--- Data for this exercise ---
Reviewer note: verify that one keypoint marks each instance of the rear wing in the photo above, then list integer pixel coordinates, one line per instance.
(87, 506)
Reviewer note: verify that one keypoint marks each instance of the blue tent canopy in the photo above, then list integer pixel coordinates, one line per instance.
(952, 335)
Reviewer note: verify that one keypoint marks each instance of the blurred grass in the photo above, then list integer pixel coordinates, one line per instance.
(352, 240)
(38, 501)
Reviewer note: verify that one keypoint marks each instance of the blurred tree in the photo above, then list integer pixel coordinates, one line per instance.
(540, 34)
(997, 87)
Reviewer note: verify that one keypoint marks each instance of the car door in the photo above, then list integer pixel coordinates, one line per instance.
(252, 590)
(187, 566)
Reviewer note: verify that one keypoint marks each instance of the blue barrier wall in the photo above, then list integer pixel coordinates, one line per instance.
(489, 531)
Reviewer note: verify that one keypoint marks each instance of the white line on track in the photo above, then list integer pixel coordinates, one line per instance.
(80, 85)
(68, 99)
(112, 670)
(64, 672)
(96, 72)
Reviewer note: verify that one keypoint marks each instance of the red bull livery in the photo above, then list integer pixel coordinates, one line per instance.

--- Aim of the exercise ---
Reproduce every line above verbatim, in the same order.

--- Answer to this problem ---
Reviewer note: verify that one keypoint marks each instance of the rear wing in the photo above, then list integer pixel coordinates, one line per instance.
(87, 506)
Reviewer note: verify that one keypoint marks each instance of the blue tent canopy in the photo above, then list integer pixel coordinates, one line per instance.
(952, 335)
Reviewer note: verify that one keypoint marks each instance of the blurred grass in the photo above, then list integer pixel coordinates, one line per instance.
(352, 240)
(38, 501)
Reviewer note: verify that one keypoint marks each instance of the blurred tree in the photo above, then list integer pixel coordinates, one line per instance.
(540, 34)
(997, 87)
Reviewer note: verify that one keypoint marks each instance of the car door in the photo above, then list integer pixel coordinates, one line per instance.
(252, 590)
(187, 566)
Reviewer note: verify that one keypoint marks each instance of the blue barrier wall in the photo above, then list integer pixel coordinates, one line per instance.
(489, 531)
Reviewer note: verify that one keypoint marks each instance of the white line on track in the photo above, then list integer pixel coordinates, one line per instance.
(80, 85)
(68, 99)
(112, 670)
(64, 672)
(96, 72)
Reviewer note: verify that one keypoint marks each instance of the red bull livery in the photo above, then list integer pixel coordinates, one line per instance.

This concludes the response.